Mr Vucic, who was prime minister for three years before winning the presidency in 2017, is a former hardline nationalist who moderated his stance to support EU membership for Serbia.
But he has struck an often ambivalent and sometimes hostile attitude to the union.
In March, after Brussels instigated a permit regime for exports of medical equipment, he lashed out at the EU. Its sense of solidarity did not exist and was a “fairytale”, he said. The EU has given more than €3.6bn of aid to Serbia in the past two decades. This includes €200m in medical and economic assistance to help counter the pandemic.
Mr Vucic vigorously defends his position. “Someone was excluding Serbia and some western Balkan countries from the possibility of getting very important medical equipment for our people,” he says, “we felt left alone.”
Mr Vucic, meanwhile, has lavished praise on China, which he has courted in recent years. Chinese companies have invested in Serbia’s steel, mining and infrastructure. Huawei, which has been awarded a 5G contract, installed mass surveillance equipment in Belgrade.
He has sought to use relations with China, some observers suggest, to gain positive EU attention. Germany is impatient with his inability to deliver a deal on Kosovo, the majority Albanian former Serbian province which declared independence in 2008.

Supplied entries:
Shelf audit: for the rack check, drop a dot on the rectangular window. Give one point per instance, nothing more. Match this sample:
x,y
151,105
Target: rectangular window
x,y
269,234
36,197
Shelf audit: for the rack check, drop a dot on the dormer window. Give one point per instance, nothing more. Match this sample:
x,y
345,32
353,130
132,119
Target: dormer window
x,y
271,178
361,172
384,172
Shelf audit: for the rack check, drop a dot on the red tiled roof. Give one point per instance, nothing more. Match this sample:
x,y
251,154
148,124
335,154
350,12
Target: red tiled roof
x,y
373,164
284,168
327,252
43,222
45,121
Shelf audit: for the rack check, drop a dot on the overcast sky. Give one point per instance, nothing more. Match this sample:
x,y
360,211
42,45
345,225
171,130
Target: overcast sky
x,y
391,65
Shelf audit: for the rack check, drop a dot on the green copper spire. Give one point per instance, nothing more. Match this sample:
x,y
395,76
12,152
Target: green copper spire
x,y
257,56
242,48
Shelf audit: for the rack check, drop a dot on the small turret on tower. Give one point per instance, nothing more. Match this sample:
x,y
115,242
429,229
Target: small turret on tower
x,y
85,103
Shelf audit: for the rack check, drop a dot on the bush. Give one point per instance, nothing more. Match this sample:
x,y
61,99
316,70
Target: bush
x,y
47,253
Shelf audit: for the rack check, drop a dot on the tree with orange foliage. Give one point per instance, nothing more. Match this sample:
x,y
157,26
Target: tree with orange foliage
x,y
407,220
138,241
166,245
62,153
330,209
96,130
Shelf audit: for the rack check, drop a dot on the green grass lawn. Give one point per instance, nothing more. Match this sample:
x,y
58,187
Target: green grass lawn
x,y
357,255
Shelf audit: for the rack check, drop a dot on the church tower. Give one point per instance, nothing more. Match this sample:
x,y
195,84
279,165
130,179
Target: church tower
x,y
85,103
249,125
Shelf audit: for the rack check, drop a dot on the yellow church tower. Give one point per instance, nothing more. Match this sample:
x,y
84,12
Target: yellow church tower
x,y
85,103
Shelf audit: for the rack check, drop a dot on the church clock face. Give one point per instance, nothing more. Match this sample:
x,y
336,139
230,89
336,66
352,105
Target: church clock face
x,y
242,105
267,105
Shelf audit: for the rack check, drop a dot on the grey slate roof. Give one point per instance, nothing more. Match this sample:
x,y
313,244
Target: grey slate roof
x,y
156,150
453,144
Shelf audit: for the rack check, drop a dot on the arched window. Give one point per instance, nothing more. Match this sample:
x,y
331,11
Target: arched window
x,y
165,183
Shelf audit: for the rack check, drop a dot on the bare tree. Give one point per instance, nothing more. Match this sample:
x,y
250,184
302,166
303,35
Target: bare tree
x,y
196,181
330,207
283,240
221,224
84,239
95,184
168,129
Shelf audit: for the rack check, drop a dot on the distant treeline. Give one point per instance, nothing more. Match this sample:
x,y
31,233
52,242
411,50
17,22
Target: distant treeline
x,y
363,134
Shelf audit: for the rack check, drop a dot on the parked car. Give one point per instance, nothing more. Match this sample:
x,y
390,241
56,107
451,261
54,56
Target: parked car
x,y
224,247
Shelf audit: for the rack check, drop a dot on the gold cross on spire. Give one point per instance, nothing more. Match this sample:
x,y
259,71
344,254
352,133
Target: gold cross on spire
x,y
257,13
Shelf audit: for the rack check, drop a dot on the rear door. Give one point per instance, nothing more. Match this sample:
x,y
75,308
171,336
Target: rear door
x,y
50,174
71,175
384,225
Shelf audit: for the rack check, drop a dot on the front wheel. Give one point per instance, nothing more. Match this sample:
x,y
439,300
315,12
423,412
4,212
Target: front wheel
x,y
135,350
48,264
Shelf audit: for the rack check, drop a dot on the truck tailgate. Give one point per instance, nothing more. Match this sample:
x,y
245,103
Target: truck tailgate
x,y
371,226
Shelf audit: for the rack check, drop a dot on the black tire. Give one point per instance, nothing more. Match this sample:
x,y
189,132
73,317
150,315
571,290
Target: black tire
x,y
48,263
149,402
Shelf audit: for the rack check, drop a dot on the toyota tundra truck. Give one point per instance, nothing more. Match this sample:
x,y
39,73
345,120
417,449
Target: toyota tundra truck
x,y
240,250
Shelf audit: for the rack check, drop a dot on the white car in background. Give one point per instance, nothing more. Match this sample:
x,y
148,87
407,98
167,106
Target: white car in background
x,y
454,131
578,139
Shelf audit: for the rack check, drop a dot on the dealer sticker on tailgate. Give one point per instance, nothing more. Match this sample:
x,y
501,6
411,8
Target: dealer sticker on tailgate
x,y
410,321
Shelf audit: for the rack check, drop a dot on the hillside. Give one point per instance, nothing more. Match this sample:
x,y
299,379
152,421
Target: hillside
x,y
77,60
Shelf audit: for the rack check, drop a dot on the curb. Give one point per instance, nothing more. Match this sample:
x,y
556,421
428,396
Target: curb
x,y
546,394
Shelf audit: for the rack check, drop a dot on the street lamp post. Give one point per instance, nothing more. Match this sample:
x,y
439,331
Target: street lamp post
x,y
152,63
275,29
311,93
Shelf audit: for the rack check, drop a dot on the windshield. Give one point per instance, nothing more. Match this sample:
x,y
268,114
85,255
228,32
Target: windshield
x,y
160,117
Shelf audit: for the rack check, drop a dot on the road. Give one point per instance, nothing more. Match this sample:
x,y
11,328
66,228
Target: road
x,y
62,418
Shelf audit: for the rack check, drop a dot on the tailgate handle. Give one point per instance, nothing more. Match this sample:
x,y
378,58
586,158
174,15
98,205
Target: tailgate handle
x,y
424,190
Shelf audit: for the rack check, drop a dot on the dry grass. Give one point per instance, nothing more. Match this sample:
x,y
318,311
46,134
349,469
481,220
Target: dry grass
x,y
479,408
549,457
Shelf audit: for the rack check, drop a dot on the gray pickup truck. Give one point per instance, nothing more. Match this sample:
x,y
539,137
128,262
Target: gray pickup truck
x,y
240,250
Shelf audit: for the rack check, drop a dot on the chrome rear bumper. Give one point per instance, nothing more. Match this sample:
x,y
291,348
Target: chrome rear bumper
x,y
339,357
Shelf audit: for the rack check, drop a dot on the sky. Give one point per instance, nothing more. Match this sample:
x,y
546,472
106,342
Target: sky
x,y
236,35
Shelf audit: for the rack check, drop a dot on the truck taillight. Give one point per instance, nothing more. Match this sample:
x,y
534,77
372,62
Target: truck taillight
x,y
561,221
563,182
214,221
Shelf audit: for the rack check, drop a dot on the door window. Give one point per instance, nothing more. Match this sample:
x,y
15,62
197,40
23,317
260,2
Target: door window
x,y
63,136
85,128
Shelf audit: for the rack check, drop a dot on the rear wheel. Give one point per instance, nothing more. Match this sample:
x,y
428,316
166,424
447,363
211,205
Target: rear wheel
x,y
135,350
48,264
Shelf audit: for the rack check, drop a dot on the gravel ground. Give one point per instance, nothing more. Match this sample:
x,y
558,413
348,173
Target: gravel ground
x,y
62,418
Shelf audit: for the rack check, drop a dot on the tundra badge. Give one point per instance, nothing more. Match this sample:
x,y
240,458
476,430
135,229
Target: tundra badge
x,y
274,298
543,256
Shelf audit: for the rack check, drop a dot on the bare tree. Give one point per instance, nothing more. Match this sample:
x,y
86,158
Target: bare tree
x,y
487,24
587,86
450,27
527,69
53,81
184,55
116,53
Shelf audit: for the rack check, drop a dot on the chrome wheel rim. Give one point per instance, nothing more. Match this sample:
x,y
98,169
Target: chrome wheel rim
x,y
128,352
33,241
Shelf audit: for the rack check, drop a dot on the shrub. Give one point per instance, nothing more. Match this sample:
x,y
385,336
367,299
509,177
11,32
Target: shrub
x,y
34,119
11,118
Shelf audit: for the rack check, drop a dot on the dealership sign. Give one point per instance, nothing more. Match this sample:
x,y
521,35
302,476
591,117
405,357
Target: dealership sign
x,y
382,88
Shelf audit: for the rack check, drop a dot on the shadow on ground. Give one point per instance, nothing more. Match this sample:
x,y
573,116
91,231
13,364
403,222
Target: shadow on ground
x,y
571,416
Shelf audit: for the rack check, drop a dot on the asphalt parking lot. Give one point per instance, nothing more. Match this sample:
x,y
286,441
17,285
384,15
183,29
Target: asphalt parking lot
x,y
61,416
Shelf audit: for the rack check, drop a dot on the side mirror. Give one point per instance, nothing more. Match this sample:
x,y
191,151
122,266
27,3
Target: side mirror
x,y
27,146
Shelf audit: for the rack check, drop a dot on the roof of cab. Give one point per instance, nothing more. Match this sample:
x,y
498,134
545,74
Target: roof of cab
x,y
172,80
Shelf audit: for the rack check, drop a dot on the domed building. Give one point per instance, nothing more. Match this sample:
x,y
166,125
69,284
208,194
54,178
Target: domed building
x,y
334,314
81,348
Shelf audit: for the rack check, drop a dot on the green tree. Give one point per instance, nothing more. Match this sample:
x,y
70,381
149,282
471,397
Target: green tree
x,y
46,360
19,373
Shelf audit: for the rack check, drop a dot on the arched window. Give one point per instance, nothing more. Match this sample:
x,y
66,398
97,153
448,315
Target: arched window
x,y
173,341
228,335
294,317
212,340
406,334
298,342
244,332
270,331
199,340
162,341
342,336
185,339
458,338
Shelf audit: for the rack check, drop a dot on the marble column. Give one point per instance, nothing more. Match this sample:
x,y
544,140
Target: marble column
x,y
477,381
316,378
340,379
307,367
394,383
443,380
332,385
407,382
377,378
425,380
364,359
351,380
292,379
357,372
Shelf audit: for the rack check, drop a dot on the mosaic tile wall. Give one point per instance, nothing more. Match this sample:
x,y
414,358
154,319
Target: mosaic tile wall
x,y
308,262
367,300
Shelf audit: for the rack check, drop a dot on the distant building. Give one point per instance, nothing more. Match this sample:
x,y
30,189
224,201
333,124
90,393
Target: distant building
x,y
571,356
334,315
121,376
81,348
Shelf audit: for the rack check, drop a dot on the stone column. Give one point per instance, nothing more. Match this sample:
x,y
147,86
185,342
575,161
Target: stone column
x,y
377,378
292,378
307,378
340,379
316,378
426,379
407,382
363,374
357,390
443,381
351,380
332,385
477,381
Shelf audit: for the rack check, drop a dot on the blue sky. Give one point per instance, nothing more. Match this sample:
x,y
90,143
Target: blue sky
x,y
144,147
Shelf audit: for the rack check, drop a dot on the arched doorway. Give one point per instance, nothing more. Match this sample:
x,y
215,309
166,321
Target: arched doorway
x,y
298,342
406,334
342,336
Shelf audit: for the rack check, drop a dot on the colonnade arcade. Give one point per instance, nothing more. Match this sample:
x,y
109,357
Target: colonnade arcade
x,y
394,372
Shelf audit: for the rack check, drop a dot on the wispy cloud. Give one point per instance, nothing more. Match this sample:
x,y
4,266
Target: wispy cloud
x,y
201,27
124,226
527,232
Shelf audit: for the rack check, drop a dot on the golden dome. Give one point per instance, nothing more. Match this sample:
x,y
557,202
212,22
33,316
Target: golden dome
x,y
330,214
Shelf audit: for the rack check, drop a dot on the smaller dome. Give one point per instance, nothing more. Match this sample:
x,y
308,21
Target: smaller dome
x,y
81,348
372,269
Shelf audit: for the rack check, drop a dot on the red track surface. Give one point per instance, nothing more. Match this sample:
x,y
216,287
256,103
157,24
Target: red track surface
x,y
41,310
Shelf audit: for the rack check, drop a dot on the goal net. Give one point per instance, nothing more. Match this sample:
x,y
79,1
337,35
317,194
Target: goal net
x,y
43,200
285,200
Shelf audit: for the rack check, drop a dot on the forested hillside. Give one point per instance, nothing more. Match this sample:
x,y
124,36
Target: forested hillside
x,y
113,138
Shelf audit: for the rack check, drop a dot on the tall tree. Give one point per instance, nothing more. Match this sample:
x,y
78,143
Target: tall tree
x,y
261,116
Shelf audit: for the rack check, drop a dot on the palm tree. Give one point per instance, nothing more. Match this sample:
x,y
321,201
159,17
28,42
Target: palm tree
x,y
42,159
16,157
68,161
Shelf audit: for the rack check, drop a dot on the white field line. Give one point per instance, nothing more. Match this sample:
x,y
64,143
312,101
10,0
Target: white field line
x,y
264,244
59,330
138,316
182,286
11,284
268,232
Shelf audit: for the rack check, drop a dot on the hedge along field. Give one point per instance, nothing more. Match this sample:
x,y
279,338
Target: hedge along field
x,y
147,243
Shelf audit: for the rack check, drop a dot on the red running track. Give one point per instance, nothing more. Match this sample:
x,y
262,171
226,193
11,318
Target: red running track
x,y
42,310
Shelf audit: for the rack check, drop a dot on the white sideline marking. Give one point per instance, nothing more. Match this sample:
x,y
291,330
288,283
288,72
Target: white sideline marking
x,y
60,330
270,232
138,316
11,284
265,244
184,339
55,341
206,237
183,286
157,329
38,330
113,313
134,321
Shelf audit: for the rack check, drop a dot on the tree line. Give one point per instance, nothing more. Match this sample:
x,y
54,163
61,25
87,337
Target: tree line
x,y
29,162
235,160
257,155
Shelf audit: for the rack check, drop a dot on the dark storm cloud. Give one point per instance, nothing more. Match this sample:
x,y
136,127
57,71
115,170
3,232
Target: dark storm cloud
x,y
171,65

Directions:
Quote the Vucic passage word for word, starting at "But he has struck" and ending at "counter the pandemic.". These lines have no connection to the Vucic passage.

The answer:
But he has struck an often ambivalent and sometimes hostile attitude to the union.
In March, after Brussels instigated a permit regime for exports of medical equipment, he lashed out at the EU. Its sense of solidarity did not exist and was a “fairytale”, he said. The EU has given more than €3.6bn of aid to Serbia in the past two decades. This includes €200m in medical and economic assistance to help counter the pandemic.